╭─ Trecho fornecido

O que é Contribuição Normal?
Fácil! Basta ler o parágrafo único do artigo 19 da Lei Complementar nº
109/2001: “As contribuições referidas no caput classificam-se em: I -
normais, aquelas destinadas ao custeio dos benefícios previstos no respectivo
plano (...)”. Infelizmente, as coisas não são tão simples assim.
Parece-nos que o legislador,
ao conceituar tal expressão, não tinha a dimensão da importância e das
implicações que essa singela definição traria ao mercado de fundos de pensão,
pois, do contrário, teria tido maior zelo na determinação do significado de
Contribuição Normal. O primeiro motivo que faz com que tal definição seja tão
importante é anterior à Lei Complementar nº 109. Trata-se da alteração
constitucional trazida pela Emenda nº 20/1998, que modificou o artigo 202 da
CF/88, estabelecendo, no seu §3º, que:
“Art.
202 (...) §3º - É vedado o aporte de recursos a entidade de previdência
privada pela União, Estados, Distrito Federal e Municípios, suas autarquias,
fundações, empresas públicas, sociedades de economia mista e outras entidades
públicas, salvo na qualidade de patrocinador, situação na qual, em hipótese
alguma, sua contribuição normal poderá exceder a do segurado.”
Posteriormente, em 2008, a
Resolução CGPC 26 também se utilizou dessa expressão para definir os direitos e
obrigações de participantes e assistidos, de um lado, e de patrocinadores, do
outro, em processos de distribuição de superávit e de equacionamento de
déficit. Os artigos 15 e 29 (este último alterado pela recém-publicada
Resolução CGPC 14/2014), determinam que:
“Art.
15. Para a destinação da reserva especial, deverão ser identificados quais os
montantes atribuíveis aos participantes e assistidos, de um lado, e ao
patrocinador, de outro, observada a proporção contributiva do período em que se
deu a sua constituição, a partir das contribuições normais vertidas nesse
período.”
“Art.
29. O resultado deficitário apurado no plano de benefícios deverá ser
equacionado por participantes, assistidos e patrocinadores, observada a
proporção contributiva em relação às contribuições normais vigentes no
período em que for apurado o resultado, estabelecendo-se os montantes de
cobertura atribuíveis aos patrocinadores, de um lado, e aos participantes e
assistidos, de outro, sem prejuízo de ação regressiva contra dirigentes ou
terceiros que tenham dado causa a dano ou prejuízo ao plano de benefícios
administrado pela EFPC.”
Vejam, portanto, que o que
era para ser uma mera conceituação de uma simples expressão passou a ser
decisivo para participantes, assistidos e patrocinadores, já que, a depender da
interpretação que se dê ao artigo 19 da Lei Complementar nº 109, poderá haver
mais ou menos contribuições patronais para um plano de benefícios, assim como
participantes e assistidos poderão ter seus diretos e obrigações majorados ou
minorados em processos de distribuição de superávit e equacionamento de
déficit. Por isso, vamos em busca da resposta a essa pergunta ainda sem uma
solução clara: o que significa Contribuição Normal?

╰─

# [Enunciado 1]
Copie do texto sobre contribuição normal tudo desde "Fácil! Basta ler" até "tão simples assim.".
# [Enunciado 2]
Responda às perguntas a seguir com base no texto sobre contribuição normal.
(a) Qual emenda constitucional modificou o artigo 202 da CF/88?
(b) Em que ano a Resolução CGPC 26 passou a usar a expressão "contribuição normal"?
(c) Qual resolução alterou o artigo 29 citado no texto?

╭─ Dados brutos

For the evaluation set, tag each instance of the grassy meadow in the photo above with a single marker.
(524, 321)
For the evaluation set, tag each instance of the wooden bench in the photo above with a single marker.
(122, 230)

╰─

# [Resposta escrita 1]
Fácil! Basta ler o parágrafo único do artigo 19 da Lei Complementar nº
109/2001: “As contribuições referidas no caput classificam-se em: I -
normais, aquelas destinadas ao custeio dos benefícios previstos no respectivo
plano (...)”. Infelizmente, as coisas não são tão simples assim.

# [Resposta escrita 2]
(a) A Emenda nº 20/1998.
(b) Em 2008.
(c) A Resolução CGPC 14/2014.